Dataset rows
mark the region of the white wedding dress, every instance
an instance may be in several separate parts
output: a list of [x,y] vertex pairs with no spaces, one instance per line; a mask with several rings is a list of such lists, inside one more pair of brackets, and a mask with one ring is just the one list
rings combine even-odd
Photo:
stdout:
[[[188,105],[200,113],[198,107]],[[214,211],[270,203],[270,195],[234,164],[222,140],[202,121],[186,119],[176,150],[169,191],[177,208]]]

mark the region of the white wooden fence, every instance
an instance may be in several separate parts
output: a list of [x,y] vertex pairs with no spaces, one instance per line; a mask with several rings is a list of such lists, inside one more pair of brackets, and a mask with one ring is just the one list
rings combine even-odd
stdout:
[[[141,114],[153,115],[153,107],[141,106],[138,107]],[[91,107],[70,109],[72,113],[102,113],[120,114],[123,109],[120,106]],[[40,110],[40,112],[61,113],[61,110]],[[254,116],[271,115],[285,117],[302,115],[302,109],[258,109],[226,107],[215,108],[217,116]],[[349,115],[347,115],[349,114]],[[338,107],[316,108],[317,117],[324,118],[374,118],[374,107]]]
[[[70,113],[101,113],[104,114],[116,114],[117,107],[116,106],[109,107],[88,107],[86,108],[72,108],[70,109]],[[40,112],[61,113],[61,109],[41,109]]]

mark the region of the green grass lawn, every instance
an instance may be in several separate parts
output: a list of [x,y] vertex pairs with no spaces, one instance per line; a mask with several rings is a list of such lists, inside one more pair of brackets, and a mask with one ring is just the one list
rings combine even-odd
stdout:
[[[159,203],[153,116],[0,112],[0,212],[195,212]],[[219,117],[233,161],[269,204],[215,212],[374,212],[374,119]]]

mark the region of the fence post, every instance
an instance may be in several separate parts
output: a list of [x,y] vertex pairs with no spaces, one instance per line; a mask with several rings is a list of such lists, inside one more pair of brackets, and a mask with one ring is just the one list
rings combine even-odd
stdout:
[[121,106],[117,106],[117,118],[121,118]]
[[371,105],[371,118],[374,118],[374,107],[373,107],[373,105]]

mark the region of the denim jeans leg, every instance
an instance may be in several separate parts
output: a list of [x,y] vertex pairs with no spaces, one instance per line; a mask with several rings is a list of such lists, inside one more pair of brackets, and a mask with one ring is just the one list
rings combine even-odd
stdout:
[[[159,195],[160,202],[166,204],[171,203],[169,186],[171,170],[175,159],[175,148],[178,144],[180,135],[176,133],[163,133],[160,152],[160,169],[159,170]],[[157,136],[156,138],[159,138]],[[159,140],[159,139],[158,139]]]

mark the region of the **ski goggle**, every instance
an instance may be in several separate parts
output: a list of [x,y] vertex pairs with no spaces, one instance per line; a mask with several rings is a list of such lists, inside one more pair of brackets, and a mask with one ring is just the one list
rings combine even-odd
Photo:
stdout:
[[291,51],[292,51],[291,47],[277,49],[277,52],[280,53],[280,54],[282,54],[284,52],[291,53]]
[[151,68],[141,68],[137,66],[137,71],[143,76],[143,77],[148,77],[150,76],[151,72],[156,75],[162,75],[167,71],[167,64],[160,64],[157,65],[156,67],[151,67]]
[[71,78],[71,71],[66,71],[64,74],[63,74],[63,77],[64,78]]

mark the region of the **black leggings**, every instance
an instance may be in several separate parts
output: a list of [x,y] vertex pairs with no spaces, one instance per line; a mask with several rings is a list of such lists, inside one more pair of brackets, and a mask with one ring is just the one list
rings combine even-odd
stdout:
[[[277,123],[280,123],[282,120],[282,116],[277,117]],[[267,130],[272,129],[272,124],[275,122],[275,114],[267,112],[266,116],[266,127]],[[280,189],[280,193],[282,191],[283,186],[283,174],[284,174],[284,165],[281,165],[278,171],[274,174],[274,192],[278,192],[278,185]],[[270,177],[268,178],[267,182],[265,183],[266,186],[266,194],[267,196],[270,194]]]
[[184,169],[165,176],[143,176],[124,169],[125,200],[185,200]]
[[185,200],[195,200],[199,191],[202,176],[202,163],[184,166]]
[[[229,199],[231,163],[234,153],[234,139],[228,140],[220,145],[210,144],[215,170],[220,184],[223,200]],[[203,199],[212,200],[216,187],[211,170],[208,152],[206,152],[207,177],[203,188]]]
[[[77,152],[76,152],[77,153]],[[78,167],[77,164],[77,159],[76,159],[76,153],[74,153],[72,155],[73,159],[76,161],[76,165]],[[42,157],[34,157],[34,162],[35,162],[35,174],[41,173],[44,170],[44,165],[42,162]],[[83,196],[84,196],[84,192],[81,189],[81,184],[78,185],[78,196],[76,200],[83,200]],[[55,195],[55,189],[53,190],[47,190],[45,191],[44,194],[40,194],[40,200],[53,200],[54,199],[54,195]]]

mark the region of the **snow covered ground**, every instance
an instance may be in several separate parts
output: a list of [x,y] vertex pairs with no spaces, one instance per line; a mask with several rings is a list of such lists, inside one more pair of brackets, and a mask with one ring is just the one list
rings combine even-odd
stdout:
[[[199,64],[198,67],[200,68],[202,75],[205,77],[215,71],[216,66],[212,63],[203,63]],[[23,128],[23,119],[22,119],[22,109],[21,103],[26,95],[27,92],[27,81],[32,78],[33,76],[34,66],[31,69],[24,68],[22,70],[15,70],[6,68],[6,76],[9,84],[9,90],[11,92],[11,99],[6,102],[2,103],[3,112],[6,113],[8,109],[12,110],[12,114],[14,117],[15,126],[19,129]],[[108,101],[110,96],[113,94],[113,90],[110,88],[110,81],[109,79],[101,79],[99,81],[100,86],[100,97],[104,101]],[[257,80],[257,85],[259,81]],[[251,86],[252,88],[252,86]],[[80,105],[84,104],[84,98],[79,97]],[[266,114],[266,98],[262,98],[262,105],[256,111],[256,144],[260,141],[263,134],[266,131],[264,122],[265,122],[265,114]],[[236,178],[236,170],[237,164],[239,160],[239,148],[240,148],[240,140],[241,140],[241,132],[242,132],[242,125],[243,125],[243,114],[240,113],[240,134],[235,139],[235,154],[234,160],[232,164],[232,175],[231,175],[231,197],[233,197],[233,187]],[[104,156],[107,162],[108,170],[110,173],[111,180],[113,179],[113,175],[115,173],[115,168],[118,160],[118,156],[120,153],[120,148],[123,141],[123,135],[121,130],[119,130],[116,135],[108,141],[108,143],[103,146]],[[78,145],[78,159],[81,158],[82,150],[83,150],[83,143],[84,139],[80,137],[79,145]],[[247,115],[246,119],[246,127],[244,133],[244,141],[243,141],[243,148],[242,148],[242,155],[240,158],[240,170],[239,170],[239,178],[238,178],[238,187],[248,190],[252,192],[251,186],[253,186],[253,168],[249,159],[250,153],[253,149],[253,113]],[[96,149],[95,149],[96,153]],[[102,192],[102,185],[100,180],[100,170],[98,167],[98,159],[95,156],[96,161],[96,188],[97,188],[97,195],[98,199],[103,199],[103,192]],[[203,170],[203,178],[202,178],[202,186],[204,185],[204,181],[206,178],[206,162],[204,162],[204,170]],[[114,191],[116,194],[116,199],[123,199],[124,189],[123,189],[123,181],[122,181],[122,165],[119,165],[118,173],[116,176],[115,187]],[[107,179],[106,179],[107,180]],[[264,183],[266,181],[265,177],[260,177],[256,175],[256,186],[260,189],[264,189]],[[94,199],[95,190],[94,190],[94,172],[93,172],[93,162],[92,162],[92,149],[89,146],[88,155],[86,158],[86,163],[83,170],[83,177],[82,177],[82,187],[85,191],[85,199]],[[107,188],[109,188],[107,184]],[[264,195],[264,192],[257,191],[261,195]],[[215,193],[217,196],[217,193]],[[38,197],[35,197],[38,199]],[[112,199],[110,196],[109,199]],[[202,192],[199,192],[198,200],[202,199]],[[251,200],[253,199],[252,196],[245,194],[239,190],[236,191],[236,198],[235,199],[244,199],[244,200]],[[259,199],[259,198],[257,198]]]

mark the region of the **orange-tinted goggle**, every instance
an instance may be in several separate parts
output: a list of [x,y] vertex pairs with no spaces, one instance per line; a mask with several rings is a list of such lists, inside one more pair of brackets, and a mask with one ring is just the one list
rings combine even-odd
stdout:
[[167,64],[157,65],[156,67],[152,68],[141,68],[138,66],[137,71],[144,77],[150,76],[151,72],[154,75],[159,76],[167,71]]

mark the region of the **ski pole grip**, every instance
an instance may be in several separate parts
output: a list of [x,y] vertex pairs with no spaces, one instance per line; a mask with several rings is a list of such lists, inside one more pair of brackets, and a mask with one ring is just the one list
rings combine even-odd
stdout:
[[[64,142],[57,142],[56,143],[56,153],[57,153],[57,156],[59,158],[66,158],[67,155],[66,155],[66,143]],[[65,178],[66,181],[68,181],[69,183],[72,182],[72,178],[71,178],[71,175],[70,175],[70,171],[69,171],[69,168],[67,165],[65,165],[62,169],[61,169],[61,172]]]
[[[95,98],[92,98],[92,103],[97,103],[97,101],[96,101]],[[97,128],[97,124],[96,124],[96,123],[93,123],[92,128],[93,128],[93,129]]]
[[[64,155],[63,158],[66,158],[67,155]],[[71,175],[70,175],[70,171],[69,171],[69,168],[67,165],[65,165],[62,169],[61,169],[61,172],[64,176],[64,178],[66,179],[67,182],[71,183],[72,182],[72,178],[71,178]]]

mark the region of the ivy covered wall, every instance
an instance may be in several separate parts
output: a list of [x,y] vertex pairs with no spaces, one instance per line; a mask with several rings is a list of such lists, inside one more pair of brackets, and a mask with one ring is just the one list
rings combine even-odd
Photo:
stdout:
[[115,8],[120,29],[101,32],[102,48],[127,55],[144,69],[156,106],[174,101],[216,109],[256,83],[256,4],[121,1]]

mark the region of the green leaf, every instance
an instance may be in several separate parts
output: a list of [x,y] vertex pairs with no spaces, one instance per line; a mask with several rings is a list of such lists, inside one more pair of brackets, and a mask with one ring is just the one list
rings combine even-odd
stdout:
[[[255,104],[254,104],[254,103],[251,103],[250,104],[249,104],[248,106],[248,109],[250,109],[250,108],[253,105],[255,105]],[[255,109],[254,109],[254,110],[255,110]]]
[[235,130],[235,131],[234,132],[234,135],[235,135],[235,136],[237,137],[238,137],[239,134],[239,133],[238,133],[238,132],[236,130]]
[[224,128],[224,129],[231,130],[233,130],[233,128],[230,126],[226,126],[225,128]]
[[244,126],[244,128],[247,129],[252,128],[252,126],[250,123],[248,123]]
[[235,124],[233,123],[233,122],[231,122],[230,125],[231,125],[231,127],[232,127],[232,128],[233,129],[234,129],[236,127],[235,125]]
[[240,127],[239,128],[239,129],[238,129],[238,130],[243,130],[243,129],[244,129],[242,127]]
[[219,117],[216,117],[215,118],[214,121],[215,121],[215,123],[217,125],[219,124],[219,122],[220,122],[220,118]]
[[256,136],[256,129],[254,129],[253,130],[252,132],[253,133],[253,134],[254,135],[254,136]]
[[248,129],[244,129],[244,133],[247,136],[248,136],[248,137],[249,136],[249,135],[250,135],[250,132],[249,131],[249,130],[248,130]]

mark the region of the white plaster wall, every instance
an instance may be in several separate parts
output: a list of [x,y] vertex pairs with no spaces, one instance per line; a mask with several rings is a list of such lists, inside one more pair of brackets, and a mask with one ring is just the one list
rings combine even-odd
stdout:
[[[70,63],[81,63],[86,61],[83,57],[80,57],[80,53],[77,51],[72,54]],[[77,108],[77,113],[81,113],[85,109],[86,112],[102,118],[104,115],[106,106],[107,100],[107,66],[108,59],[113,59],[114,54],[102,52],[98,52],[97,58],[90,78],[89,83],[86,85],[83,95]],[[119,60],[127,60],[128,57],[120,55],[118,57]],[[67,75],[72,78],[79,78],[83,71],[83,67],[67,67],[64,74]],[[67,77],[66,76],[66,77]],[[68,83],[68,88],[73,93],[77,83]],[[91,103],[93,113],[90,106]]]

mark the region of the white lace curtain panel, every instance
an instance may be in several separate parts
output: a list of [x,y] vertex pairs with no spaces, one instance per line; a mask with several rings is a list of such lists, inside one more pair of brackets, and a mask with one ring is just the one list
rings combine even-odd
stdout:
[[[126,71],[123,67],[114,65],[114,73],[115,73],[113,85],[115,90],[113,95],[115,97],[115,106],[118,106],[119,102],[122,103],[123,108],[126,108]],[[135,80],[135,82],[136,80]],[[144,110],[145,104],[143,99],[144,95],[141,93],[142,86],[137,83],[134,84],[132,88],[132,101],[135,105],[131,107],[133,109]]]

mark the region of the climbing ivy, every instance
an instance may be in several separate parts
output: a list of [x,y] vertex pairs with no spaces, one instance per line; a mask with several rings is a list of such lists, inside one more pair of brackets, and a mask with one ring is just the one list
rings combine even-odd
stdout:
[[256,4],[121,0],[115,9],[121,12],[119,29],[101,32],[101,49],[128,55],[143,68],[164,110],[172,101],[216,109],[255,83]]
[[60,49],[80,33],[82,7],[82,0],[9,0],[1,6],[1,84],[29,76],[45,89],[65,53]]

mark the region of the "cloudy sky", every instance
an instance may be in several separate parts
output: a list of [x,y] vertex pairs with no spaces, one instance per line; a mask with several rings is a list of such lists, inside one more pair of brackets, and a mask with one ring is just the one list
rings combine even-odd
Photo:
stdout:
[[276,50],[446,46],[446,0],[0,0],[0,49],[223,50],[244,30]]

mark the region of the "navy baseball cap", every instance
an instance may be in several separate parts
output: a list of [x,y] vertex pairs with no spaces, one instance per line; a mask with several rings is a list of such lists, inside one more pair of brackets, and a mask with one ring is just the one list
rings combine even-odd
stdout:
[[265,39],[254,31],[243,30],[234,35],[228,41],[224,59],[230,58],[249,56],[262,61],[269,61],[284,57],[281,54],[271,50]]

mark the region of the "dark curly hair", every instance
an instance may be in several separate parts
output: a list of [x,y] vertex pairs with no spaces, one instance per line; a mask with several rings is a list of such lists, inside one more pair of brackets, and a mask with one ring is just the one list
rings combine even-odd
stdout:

Instructions to follow: Pick out each line of the dataset rows above that contains the string "green", and copy those lines.

Solution to the exercise:
mark the region of the green grass lawn, every instance
mark the region of the green leaf, every instance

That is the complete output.